● **Task item**: Continue the text on Epstein-Barr virus markers and B-cell lymphoma risk, beginning after its last sentence.

● **Source document**:
'''

We conducted a case-control study nested within the Women's Health Initiative Observational Study cohort in which we measured antibodies to EBV antigens [immunoglobulin G (IgG) to viral capsid antigen (VCA), nuclear antigen (EBNA1), and early antigen-diffuse (EA-D)] and EBV DNA load in prediagnostic samples of 491 B-cell NHL cases and 491 controls.


We found no association with established EBV infection, based on seropositivity for VCA. Seropositivity for EBNA1 was associated with decreased risk of B-cell NHL, overall [OR = 0.5; 95% confidence interval (CI), 0.3-0.8] and for each of the histologic subtypes examined. Increased risk of chronic lymphocytic leukemia (CLL) and related subtypes was observed with higher levels of EBV DNA and antibody to EA-D, both markers reflective of reactivation. These associations were strongest for cases with the shortest time interval between blood draw and diagnosis.

'''

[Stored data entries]
'''

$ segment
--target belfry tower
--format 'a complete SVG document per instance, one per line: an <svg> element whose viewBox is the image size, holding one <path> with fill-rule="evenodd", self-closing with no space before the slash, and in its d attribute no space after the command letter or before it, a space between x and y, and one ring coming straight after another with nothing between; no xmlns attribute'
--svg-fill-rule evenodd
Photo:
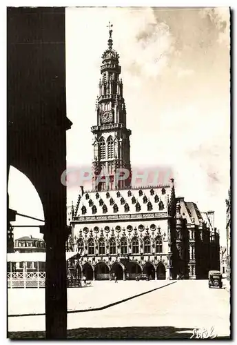
<svg viewBox="0 0 237 345"><path fill-rule="evenodd" d="M126 128L126 108L123 95L123 81L119 55L112 49L112 25L109 23L108 48L102 55L101 79L96 101L97 125L91 128L94 138L93 189L107 190L129 187L131 181L131 130ZM127 177L118 176L125 173Z"/></svg>

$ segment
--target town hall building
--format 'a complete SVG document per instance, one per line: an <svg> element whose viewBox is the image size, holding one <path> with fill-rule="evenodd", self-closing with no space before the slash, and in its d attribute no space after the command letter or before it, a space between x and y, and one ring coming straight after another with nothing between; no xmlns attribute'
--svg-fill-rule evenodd
<svg viewBox="0 0 237 345"><path fill-rule="evenodd" d="M127 128L118 54L108 46L102 55L101 79L94 135L92 190L81 188L72 206L68 248L79 253L78 274L88 280L207 278L219 269L219 235L209 215L176 197L174 179L165 184L132 186L131 130ZM122 170L128 172L121 178ZM217 253L216 252L216 253Z"/></svg>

'''

● **Task output**:
In balance, these results do not provide strong evidence of EBV playing a causal role in B-cell NHL in general population women. The associations we observed may reflect increased risk of NHL with underlying immune impairment or could be due to reverse causation.


Further characterization of the subtype-specific association with CLL is warranted. Exclusion of cases with preclinical disease markers (such as monoclonal B-lymphocytosis for CLL) may help rule out reverse causation in future studies.